▶ [PROBLEMA SCRITTO A]:
Riscrivi come elenco numerato le righe delle voci, partendo dall'inizio delle voci e fermandoti dopo la riga che contiene "25L267 41L306 40L332", entrambe incluse. Tralascia le righe vuote e non riportare le immagini.

Attenti a quei due… per le calli di Venezia

Li avevamo lasciati alla Mostra del Cinema di Venezia, Pietro Turco e Stefania Leone, vicepresidente e segretario generale dell’ADV (Associazione Disabili Visivi), e li ritroviamo ora tra calli e canali della città lagunare, tra Piazza San Marco e l’Arsenale, tra la Biennale di Architettura e il Ponte dell’Accademia, a chiedersi tra l’altro: «Ma quale soddisfazione possono provare due persone cieche a salire sul campanile di San Marco?». La risposta la forniscono loro stessi ed è quanto mai eloquente…

Vista di Venezia dal Campanile di San Marco

Una vista di Venezia dal Campanile di San Marco. «Ma quale soddisfazione possono provare due persone cieche a salire su quel campanile?». La risposta la forniscono Pietro Turco e Stefania Leone producendo alcuni esempi quanto mai significativi

Li avevamo lasciati alla Mostra del Cinema di Venezia, Pietro Turco e Stefania Leone, vicepresidente e segretario generale dell’ADV (Associazione Disabili Visivi), e li ritroviamo ora tra calli e canali della città lagunare, tra Piazza San Marco e l’Arsenale, tra la Biennale di Architettura e il Ponte dell’Accademia, a chiedersi tra l’altro: «Ma quale soddisfazione possono provare due persone cieche a salire sul campanile di San Marco?». La risposta la forniscono loro stessi ed è quanto mai eloquente… 

Siamo tornati sul luogo del delitto. O meglio, non ce ne siamo mai andati. Dopo avervi “deliziato” con il resoconto delle nostre scorribande lungo i viali del Lido tra red carpet e cineprese, parliamo ora della seconda parte della nostra “missione”, quella tra i canali di Venezia, lungo le calli più o meno affollate di una città che non finisce mai di sorprendere.

▶ [DATI ESTRATTI]:
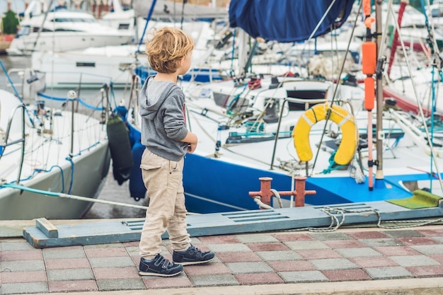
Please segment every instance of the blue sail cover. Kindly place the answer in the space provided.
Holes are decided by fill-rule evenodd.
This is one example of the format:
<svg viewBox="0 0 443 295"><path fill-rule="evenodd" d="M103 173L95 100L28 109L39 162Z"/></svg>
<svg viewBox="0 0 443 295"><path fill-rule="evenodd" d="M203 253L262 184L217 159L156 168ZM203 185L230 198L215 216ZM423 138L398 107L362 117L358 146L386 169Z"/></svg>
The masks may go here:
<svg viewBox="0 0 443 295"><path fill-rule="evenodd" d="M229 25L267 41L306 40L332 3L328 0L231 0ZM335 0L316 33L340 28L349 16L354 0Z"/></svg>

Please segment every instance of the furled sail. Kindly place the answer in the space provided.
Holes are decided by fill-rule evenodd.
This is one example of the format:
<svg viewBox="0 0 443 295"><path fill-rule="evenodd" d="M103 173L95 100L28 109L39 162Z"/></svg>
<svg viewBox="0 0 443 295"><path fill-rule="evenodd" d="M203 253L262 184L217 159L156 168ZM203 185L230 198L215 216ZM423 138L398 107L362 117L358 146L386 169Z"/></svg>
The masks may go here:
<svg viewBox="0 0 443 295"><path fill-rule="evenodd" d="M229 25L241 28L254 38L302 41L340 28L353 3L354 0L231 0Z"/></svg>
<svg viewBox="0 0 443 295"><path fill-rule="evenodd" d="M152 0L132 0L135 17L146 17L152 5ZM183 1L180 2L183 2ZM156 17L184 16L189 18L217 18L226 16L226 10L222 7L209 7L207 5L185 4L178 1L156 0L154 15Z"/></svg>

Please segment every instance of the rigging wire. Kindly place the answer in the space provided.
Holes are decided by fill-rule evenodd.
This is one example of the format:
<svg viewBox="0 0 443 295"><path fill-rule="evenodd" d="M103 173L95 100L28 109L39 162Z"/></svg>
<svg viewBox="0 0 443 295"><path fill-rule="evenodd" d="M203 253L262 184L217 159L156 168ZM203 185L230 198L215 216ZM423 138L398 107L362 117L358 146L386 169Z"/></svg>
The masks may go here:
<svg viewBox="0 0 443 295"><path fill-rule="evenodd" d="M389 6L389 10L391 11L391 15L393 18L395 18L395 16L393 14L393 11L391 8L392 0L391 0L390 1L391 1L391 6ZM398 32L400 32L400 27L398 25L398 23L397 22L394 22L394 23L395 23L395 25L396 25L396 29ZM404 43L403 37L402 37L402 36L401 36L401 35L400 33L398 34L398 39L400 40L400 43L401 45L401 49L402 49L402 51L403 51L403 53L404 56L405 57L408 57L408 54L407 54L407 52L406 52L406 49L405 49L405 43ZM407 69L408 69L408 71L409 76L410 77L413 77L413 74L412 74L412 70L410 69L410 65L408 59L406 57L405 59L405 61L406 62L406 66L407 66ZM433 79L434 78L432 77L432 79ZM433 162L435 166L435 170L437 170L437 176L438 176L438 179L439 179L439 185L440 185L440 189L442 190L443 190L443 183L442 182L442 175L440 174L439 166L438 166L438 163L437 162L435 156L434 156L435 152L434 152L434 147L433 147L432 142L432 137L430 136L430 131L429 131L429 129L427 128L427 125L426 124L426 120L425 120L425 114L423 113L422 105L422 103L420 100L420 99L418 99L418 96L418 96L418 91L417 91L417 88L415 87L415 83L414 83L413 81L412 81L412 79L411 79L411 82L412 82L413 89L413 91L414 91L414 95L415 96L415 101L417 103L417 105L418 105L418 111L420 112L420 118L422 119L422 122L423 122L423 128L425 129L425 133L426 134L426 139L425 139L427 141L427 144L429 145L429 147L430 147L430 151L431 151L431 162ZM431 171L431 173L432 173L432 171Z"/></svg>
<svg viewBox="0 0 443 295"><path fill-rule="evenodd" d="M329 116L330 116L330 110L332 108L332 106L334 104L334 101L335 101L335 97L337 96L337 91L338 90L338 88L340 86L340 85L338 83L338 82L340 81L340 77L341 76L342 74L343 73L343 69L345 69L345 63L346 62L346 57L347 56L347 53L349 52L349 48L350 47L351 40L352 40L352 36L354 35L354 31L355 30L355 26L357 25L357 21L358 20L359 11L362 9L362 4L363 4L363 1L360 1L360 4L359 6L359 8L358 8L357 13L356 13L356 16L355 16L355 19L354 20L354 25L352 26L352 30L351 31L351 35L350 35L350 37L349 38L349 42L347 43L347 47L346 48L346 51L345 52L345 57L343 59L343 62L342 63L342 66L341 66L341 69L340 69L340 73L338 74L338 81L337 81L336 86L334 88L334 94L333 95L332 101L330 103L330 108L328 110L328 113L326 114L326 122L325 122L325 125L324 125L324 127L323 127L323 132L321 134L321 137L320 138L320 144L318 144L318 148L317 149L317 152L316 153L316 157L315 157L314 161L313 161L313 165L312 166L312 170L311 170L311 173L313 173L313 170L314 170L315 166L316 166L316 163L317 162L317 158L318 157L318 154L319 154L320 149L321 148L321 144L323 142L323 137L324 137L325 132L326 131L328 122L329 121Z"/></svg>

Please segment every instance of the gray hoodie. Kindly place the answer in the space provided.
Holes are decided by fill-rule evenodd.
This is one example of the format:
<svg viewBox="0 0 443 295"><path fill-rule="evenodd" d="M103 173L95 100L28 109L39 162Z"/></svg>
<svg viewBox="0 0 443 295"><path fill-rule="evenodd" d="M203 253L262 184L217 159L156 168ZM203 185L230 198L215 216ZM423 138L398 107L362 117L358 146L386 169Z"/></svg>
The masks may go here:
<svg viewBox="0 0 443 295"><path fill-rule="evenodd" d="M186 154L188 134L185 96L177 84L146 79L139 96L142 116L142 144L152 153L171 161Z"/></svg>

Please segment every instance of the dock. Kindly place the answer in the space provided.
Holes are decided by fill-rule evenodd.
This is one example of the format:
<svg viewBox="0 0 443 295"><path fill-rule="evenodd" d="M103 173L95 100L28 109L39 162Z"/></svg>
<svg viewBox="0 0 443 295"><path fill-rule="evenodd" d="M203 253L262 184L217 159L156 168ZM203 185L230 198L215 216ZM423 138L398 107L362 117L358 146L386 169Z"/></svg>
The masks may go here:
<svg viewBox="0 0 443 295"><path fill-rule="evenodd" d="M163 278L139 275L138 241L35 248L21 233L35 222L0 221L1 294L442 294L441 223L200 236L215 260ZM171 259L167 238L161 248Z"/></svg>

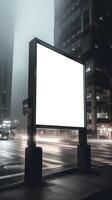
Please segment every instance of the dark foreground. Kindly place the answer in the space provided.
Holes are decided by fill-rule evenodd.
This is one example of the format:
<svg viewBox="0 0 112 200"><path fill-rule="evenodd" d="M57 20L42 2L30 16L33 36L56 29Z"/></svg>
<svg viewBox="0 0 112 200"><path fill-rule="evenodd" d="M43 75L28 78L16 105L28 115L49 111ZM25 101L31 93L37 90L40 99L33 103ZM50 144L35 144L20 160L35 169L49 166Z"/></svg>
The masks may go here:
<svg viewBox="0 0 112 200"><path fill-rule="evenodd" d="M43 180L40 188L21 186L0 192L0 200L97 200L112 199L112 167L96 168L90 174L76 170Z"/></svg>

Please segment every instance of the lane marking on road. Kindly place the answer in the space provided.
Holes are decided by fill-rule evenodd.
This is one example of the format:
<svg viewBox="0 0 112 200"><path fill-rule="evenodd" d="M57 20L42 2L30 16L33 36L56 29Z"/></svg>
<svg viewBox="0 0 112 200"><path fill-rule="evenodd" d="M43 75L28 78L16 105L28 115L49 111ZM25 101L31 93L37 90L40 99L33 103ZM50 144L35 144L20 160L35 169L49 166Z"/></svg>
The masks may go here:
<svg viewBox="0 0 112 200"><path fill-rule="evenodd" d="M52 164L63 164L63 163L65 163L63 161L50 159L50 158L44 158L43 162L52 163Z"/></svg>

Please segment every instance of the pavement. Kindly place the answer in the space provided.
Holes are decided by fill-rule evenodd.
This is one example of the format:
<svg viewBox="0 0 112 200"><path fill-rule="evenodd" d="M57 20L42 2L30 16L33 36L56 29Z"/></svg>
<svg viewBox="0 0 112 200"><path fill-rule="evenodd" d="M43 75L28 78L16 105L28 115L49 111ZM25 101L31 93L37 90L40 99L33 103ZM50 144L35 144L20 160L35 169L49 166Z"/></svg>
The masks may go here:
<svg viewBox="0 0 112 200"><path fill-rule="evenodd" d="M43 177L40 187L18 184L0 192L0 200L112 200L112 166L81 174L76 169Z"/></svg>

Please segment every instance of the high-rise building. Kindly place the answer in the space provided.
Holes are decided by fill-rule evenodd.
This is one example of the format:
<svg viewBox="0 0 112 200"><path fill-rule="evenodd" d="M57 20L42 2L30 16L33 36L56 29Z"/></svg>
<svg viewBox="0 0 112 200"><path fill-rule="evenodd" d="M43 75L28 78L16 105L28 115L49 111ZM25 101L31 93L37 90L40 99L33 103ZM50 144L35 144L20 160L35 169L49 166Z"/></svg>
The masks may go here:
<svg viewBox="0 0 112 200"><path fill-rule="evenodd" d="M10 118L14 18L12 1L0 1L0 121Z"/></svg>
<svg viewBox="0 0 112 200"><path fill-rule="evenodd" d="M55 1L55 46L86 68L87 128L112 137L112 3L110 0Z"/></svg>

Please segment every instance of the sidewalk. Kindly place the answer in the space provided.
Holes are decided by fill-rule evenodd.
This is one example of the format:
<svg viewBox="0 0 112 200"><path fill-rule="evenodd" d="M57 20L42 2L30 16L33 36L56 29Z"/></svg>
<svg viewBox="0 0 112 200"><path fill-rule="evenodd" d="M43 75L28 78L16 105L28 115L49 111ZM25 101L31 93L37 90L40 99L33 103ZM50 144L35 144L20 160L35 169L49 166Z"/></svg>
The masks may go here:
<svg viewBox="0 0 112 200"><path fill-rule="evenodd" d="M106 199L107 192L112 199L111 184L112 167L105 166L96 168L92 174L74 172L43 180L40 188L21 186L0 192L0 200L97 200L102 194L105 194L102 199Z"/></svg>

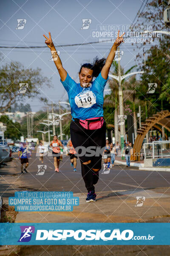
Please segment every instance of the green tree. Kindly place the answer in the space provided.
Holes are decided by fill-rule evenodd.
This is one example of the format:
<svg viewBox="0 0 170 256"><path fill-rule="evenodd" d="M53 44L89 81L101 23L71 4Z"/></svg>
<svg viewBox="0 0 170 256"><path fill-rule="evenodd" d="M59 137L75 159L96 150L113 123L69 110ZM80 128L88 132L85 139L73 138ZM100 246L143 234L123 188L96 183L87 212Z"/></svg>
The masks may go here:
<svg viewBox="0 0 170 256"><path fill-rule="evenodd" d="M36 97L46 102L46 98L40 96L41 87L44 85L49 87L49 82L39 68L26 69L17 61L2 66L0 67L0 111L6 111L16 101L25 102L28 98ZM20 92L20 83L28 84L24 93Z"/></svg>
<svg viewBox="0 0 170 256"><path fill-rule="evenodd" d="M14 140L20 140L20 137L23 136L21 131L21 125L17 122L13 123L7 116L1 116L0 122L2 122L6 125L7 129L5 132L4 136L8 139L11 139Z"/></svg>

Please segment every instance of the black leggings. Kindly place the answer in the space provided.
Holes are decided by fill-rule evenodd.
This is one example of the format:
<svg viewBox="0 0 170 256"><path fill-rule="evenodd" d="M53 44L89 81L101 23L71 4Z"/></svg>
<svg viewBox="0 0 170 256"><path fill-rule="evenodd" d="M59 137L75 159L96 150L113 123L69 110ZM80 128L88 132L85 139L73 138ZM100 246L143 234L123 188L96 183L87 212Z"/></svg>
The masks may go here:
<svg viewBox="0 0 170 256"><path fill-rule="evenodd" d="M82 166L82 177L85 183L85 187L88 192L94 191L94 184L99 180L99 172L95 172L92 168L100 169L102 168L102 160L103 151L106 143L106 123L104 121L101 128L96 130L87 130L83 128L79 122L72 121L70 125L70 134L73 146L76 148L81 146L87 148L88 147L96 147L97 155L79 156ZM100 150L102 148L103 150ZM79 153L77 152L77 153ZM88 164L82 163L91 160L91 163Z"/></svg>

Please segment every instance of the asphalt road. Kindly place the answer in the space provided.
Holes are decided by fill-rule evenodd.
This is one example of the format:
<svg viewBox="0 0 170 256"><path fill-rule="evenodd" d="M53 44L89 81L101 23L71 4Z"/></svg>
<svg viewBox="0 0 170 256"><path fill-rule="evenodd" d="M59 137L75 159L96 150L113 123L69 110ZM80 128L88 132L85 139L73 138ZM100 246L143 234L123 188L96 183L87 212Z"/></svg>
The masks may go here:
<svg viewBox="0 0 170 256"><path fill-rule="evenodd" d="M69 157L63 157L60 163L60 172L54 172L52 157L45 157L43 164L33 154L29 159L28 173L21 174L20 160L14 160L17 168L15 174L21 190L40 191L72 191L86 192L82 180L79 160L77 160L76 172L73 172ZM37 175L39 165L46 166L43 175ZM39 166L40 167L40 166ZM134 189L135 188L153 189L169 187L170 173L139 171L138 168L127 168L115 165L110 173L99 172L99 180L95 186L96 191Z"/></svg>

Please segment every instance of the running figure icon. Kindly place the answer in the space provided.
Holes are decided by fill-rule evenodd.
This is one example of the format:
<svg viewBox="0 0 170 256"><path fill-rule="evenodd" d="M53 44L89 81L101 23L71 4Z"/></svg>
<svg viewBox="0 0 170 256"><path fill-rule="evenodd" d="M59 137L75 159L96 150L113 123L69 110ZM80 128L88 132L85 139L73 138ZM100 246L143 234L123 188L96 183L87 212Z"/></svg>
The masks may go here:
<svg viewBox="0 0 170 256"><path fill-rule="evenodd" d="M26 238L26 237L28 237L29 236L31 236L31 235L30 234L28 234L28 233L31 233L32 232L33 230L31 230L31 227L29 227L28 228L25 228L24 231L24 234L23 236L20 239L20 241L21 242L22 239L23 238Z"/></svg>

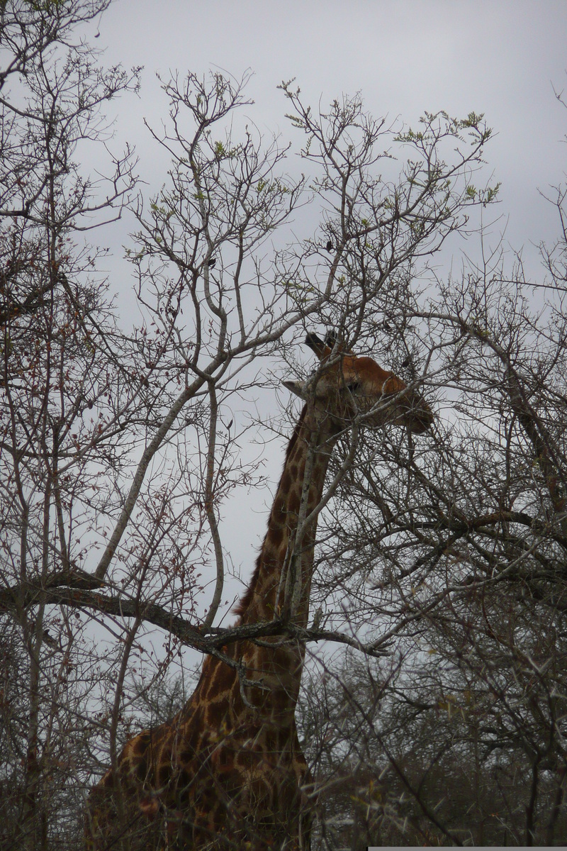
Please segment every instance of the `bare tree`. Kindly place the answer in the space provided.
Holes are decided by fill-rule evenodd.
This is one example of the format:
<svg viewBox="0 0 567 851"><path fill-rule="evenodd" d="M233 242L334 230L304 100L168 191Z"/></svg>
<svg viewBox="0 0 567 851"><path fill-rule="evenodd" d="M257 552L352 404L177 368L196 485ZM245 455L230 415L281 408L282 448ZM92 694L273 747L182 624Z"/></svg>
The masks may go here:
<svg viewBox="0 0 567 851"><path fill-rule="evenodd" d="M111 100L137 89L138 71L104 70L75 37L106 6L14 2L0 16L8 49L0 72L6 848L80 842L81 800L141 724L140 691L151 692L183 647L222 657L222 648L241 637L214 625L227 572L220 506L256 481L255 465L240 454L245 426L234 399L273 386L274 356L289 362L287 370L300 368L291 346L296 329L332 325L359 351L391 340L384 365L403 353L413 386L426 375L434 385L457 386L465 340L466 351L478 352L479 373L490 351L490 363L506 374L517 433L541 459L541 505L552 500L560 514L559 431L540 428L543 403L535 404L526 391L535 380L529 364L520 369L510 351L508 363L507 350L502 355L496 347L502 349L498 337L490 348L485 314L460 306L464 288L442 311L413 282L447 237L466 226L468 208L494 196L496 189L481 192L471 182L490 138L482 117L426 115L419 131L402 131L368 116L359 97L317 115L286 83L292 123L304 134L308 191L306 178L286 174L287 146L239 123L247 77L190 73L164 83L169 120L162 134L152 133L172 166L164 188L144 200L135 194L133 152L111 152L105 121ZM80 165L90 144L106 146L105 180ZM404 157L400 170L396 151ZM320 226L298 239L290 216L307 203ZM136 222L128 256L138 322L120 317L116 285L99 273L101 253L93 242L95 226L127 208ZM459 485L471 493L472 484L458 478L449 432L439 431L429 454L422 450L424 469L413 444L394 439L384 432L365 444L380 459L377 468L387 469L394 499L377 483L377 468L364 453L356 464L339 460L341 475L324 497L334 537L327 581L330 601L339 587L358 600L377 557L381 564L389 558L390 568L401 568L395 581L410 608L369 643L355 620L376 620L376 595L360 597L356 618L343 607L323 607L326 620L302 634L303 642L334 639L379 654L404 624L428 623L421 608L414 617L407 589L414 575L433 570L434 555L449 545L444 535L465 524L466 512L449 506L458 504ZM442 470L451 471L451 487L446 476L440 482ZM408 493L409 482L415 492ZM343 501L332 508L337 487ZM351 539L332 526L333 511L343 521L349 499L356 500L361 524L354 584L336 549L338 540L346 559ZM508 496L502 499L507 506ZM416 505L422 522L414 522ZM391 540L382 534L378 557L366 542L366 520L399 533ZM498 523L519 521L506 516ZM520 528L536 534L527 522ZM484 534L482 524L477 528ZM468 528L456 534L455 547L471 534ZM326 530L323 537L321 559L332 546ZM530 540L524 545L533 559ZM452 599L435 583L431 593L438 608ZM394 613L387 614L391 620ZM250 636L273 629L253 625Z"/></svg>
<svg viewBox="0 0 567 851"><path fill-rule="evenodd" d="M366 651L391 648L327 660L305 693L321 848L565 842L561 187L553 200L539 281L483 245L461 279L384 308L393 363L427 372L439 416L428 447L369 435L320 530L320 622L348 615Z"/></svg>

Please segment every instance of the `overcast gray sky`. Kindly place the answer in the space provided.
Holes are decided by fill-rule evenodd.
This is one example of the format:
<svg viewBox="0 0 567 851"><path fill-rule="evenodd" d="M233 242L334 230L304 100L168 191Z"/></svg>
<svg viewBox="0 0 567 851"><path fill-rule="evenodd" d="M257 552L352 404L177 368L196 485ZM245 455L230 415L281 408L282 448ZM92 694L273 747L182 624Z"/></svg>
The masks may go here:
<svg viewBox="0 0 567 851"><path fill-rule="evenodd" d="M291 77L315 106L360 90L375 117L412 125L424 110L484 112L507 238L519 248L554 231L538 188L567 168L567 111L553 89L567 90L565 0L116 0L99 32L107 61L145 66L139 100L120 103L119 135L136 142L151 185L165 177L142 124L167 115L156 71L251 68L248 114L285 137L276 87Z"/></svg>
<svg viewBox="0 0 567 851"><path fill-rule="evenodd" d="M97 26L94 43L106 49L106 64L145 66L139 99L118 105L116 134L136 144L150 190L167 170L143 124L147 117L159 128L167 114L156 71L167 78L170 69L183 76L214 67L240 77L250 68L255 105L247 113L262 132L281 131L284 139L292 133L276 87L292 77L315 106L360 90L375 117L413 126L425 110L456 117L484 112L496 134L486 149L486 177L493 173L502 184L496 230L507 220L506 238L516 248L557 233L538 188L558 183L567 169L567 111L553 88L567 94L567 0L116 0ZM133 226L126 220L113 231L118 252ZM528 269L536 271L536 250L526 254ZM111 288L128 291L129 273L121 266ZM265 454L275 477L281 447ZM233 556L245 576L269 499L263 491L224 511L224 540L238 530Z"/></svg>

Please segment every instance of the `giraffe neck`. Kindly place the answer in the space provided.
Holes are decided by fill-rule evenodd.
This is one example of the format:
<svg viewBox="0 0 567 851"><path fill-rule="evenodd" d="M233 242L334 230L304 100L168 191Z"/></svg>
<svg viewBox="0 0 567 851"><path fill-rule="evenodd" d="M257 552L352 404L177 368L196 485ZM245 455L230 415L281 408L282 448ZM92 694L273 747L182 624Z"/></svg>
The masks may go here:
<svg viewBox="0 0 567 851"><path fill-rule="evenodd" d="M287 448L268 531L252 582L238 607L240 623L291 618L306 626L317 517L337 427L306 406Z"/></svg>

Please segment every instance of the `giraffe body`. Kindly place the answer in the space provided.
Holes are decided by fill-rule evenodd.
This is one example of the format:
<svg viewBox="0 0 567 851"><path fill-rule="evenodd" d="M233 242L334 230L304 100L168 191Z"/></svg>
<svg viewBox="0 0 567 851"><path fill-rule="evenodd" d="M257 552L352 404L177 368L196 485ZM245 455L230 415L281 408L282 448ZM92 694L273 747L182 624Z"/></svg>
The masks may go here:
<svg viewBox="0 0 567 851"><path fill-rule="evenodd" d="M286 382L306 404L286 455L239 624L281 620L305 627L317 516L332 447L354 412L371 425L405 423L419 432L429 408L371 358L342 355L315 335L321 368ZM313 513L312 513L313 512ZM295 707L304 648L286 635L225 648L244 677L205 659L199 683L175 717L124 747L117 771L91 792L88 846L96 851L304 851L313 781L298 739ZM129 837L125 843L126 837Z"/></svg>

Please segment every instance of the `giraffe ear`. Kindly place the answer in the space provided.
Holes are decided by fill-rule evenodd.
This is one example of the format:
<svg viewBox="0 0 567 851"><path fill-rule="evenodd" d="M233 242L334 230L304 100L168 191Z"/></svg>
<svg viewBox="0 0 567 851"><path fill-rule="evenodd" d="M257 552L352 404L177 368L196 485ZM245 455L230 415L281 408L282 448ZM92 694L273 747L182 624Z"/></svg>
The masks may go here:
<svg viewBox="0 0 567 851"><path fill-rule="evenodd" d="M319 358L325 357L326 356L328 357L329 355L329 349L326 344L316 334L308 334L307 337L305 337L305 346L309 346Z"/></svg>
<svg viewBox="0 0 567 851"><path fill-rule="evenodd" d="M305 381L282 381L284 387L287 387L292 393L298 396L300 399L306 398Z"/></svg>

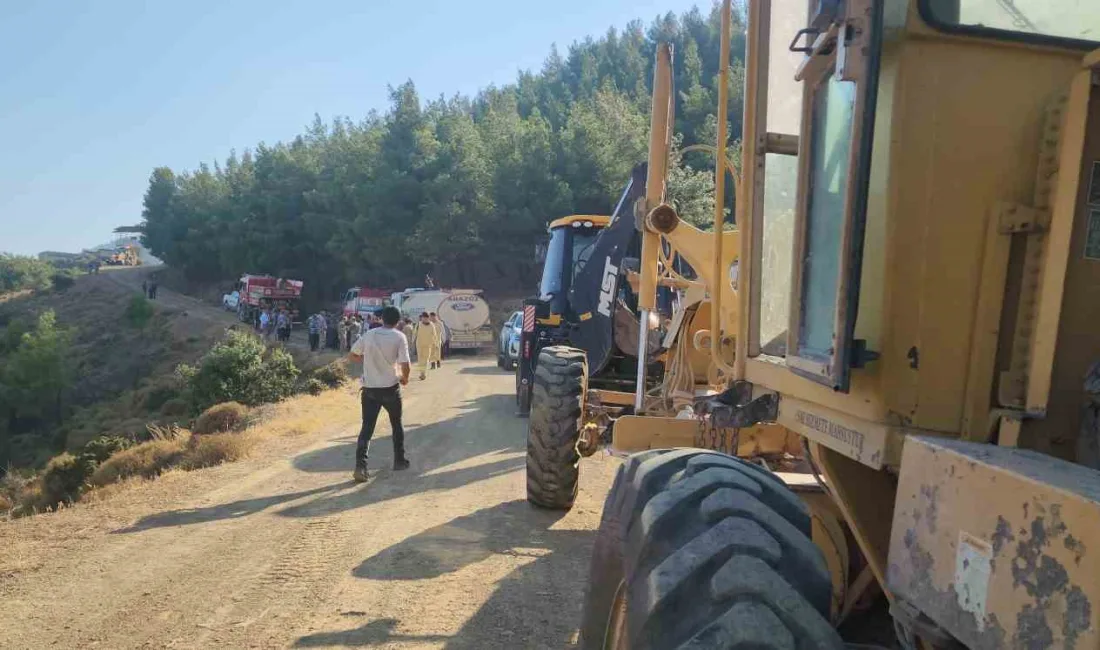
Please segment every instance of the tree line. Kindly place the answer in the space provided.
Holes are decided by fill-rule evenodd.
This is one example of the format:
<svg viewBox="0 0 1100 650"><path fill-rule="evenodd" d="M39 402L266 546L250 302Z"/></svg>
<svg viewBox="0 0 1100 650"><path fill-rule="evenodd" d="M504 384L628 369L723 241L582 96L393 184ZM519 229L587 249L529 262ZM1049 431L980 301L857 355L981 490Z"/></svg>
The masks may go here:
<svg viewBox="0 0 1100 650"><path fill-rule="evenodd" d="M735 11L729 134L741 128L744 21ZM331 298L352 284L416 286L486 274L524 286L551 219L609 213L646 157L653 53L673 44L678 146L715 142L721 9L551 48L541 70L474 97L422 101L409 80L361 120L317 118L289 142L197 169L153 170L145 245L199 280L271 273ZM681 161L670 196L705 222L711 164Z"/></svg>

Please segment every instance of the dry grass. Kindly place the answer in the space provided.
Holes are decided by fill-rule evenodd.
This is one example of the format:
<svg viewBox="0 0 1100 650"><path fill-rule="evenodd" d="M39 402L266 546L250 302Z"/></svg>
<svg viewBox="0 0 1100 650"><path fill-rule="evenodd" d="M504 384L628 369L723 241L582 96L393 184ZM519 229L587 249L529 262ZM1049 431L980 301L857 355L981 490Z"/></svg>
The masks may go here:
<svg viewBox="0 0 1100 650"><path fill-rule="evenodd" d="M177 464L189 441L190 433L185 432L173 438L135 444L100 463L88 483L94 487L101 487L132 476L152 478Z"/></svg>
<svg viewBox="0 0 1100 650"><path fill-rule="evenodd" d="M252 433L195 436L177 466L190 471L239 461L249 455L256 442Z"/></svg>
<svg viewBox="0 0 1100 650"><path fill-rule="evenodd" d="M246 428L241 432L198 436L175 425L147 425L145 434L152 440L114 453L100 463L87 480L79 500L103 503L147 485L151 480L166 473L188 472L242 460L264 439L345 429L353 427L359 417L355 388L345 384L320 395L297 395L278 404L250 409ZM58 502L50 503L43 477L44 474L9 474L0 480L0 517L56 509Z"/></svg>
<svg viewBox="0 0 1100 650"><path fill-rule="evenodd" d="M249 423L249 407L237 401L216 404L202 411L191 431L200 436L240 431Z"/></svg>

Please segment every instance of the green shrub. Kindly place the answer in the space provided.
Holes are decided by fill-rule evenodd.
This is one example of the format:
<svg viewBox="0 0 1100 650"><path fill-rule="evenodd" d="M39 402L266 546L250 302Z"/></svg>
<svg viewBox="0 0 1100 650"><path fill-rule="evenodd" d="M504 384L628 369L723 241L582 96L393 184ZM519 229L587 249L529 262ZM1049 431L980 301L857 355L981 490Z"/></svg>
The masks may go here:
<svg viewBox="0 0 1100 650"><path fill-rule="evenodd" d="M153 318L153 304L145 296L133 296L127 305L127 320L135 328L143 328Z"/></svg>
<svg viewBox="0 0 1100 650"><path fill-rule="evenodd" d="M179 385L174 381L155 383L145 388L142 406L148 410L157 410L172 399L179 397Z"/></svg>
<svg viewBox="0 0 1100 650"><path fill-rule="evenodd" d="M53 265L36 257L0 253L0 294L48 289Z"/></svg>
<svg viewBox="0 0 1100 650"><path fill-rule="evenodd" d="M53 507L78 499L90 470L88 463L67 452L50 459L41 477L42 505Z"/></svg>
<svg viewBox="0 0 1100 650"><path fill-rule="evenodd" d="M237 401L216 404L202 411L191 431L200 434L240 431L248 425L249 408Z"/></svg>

▶ [PROBLEMA SCRITTO B]:
Ripeti parola per parola l'intero testo della pagina.

▶ [SOLUZIONE SVOLTA A]:
1. Please segment every instance of the blue sail cover. Kindly place the answer in the space provided.
2. Holes are decided by fill-rule evenodd.
3. This is one example of the format:
4. <svg viewBox="0 0 443 295"><path fill-rule="evenodd" d="M103 173L95 100L28 109L39 162Z"/></svg>
5. <svg viewBox="0 0 443 295"><path fill-rule="evenodd" d="M203 253L262 184L217 159L156 168ZM203 185L230 198L215 216ZM423 138L398 107L362 117L358 146L386 169Z"/></svg>
6. The masks may go here:
7. <svg viewBox="0 0 443 295"><path fill-rule="evenodd" d="M229 25L267 41L306 40L332 3L328 0L231 0ZM335 0L316 33L340 28L349 16L354 0Z"/></svg>

▶ [SOLUZIONE SVOLTA B]:
Attenti a quei due… per le calli di Venezia

Li avevamo lasciati alla Mostra del Cinema di Venezia, Pietro Turco e Stefania Leone, vicepresidente e segretario generale dell’ADV (Associazione Disabili Visivi), e li ritroviamo ora tra calli e canali della città lagunare, tra Piazza San Marco e l’Arsenale, tra la Biennale di Architettura e il Ponte dell’Accademia, a chiedersi tra l’altro: «Ma quale soddisfazione possono provare due persone cieche a salire sul campanile di San Marco?». La risposta la forniscono loro stessi ed è quanto mai eloquente…

Vista di Venezia dal Campanile di San Marco

Una vista di Venezia dal Campanile di San Marco. «Ma quale soddisfazione possono provare due persone cieche a salire su quel campanile?». La risposta la forniscono Pietro Turco e Stefania Leone producendo alcuni esempi quanto mai significativi

Li avevamo lasciati alla Mostra del Cinema di Venezia, Pietro Turco e Stefania Leone, vicepresidente e segretario generale dell’ADV (Associazione Disabili Visivi), e li ritroviamo ora tra calli e canali della città lagunare, tra Piazza San Marco e l’Arsenale, tra la Biennale di Architettura e il Ponte dell’Accademia, a chiedersi tra l’altro: «Ma quale soddisfazione possono provare due persone cieche a salire sul campanile di San Marco?». La risposta la forniscono loro stessi ed è quanto mai eloquente… 

Siamo tornati sul luogo del delitto. O meglio, non ce ne siamo mai andati. Dopo avervi “deliziato” con il resoconto delle nostre scorribande lungo i viali del Lido tra red carpet e cineprese, parliamo ora della seconda parte della nostra “missione”, quella tra i canali di Venezia, lungo le calli più o meno affollate di una città che non finisce mai di sorprendere.